[Start]
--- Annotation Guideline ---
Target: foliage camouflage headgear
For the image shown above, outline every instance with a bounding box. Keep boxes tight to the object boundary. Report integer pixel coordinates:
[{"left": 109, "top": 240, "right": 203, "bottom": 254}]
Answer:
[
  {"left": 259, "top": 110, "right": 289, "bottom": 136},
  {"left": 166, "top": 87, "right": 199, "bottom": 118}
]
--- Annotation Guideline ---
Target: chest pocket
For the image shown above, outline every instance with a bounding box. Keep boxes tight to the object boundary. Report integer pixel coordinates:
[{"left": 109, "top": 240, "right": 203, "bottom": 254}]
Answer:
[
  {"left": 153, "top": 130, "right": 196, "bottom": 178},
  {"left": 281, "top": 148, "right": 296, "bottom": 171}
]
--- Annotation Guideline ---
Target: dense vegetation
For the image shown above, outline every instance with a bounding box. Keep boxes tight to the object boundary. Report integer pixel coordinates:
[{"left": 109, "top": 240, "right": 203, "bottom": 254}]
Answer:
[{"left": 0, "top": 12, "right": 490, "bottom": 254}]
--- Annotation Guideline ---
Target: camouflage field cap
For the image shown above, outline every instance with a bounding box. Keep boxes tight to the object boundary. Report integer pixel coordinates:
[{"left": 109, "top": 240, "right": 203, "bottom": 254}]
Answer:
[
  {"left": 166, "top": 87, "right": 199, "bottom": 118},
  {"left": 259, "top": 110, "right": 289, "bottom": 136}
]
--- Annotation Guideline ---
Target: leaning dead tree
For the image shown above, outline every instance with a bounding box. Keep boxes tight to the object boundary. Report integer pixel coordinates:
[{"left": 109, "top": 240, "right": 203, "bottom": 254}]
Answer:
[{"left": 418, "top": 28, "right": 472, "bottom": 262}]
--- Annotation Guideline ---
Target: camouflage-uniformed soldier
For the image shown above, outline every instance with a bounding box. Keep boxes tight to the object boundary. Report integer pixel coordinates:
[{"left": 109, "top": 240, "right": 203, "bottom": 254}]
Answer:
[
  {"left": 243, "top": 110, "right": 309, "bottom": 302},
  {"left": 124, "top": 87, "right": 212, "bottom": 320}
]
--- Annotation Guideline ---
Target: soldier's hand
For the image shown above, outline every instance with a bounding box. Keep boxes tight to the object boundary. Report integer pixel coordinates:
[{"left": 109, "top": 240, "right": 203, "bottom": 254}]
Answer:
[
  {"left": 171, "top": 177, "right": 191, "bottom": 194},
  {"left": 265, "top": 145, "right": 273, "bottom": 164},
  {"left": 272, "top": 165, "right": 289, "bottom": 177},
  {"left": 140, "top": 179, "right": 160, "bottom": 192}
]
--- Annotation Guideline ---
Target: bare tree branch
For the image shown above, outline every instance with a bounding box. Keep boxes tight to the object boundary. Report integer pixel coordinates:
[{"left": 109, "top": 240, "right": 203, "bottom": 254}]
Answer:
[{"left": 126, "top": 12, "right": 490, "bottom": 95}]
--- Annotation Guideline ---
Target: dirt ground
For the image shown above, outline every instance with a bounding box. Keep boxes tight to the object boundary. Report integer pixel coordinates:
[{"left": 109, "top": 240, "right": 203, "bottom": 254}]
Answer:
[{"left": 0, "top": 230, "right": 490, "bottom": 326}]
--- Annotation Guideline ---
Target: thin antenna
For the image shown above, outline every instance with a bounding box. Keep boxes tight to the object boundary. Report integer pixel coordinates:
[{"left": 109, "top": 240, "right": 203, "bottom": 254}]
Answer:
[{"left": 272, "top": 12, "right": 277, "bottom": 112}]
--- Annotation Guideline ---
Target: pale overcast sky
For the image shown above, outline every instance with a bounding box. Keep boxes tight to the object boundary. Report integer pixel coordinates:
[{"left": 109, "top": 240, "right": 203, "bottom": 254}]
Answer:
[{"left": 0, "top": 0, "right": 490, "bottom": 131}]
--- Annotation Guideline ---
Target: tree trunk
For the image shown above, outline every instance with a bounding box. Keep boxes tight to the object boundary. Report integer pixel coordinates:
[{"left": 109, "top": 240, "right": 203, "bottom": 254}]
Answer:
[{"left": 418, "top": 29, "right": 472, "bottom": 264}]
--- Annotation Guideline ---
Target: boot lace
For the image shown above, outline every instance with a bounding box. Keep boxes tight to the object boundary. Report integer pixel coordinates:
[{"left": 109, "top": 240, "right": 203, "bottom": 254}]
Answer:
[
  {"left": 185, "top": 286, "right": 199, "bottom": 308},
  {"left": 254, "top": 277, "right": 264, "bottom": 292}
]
[End]
From the records above, extract everything verbatim.

--- Annotation Guideline ---
Target: foliage camouflage headgear
For the image shown above, outline every instance with a bounding box. Keep boxes tight to the object boundary. Report integer pixel coordinates:
[{"left": 109, "top": 240, "right": 203, "bottom": 254}]
Answer:
[
  {"left": 259, "top": 110, "right": 289, "bottom": 136},
  {"left": 166, "top": 87, "right": 199, "bottom": 118}
]
--- Annotation Guideline ---
Target: chest pocket
For the image shown above, outline every instance with a bounding box. Keep boxes tight to the object boundary. Report integer pixel coordinates:
[{"left": 109, "top": 240, "right": 203, "bottom": 254}]
Answer:
[
  {"left": 153, "top": 130, "right": 196, "bottom": 178},
  {"left": 281, "top": 148, "right": 296, "bottom": 171}
]
--- Annotation Guideline ---
Target: dense vegetation
For the image shown above, outline every instance with a bounding box. Keep boxes tight to the object boundary. Report integer pixel coordinates:
[{"left": 109, "top": 240, "right": 203, "bottom": 254}]
Answer:
[{"left": 0, "top": 12, "right": 490, "bottom": 254}]
--- Annotation Guideline ---
Target: camouflage field cap
For the image shown above, outline every instance with a bounding box. Keep boxes tight to the object boundary. Report integer pixel coordinates:
[{"left": 109, "top": 240, "right": 203, "bottom": 254}]
Answer:
[
  {"left": 166, "top": 87, "right": 199, "bottom": 118},
  {"left": 259, "top": 110, "right": 289, "bottom": 136}
]
--- Annotation Guideline ---
Target: leaning dead tree
For the image shown above, outline every instance with a bounding box. Keep boxes tight to the object boundary. Report integer pixel coordinates:
[{"left": 109, "top": 240, "right": 203, "bottom": 254}]
Answer:
[{"left": 418, "top": 28, "right": 472, "bottom": 262}]
--- Annotation Guideline ---
Target: camouflage-uniformed soldier
For the image shown above, outline every instance with a bounding box. Keep boxes tight to the object boundary. Report integer pixel coordinates:
[{"left": 109, "top": 240, "right": 203, "bottom": 254}]
Answer:
[
  {"left": 243, "top": 110, "right": 309, "bottom": 302},
  {"left": 124, "top": 87, "right": 212, "bottom": 320}
]
--- Annotation Guideline ---
Target: soldier's hand
For the image shown above, outline every instance with a bounding box. Keep boxes tight to the object boundary. Report integer pixel coordinates:
[{"left": 109, "top": 240, "right": 203, "bottom": 254}]
Answer:
[
  {"left": 171, "top": 177, "right": 191, "bottom": 194},
  {"left": 265, "top": 145, "right": 273, "bottom": 164},
  {"left": 272, "top": 165, "right": 289, "bottom": 177},
  {"left": 140, "top": 179, "right": 160, "bottom": 192}
]
--- Annotation Guideline ---
Target: bare tree branch
For the image shown above, outline every instance with a bounding box. Keep boxes tight to the object boundary. Report integer pixel coordinates:
[{"left": 109, "top": 240, "right": 203, "bottom": 254}]
Answer:
[{"left": 126, "top": 12, "right": 490, "bottom": 95}]
--- Annotation Guideline ---
Target: dirt ground
For the image shown above, outline every instance with a bounding box. Keep boxes tight to the object boundary. Report integer pixel coordinates:
[{"left": 109, "top": 240, "right": 203, "bottom": 254}]
Answer:
[{"left": 0, "top": 230, "right": 490, "bottom": 326}]
--- Annotation Guideline ---
Target: thin antenna
For the image shown above, outline every instance with a bounding box. Keep boxes tight to the object boundary. Report integer pixel coordinates:
[{"left": 109, "top": 240, "right": 203, "bottom": 254}]
Answer:
[{"left": 272, "top": 12, "right": 277, "bottom": 112}]
--- Annotation Guideline ---
Target: pale overcast sky
For the image shown above, outline every instance with a bounding box. Keep boxes tight to the object boundary. Report integer pixel coordinates:
[{"left": 109, "top": 240, "right": 203, "bottom": 254}]
Answer:
[{"left": 0, "top": 0, "right": 490, "bottom": 131}]
--- Annotation Guideline ---
Target: tree trunk
For the image shown above, outline every instance with a bounding box. Keep boxes tight to the object boundary. Report integer pixel coordinates:
[{"left": 109, "top": 240, "right": 203, "bottom": 254}]
Answer:
[{"left": 418, "top": 29, "right": 472, "bottom": 264}]
--- Annotation Guideline ---
Target: boot lace
For the image shown above, outline every instance with a bounding box. Keep boxes tight to the object boundary. Report integer pixel coordinates:
[{"left": 109, "top": 240, "right": 203, "bottom": 254}]
Answer:
[
  {"left": 185, "top": 286, "right": 199, "bottom": 308},
  {"left": 254, "top": 277, "right": 264, "bottom": 292}
]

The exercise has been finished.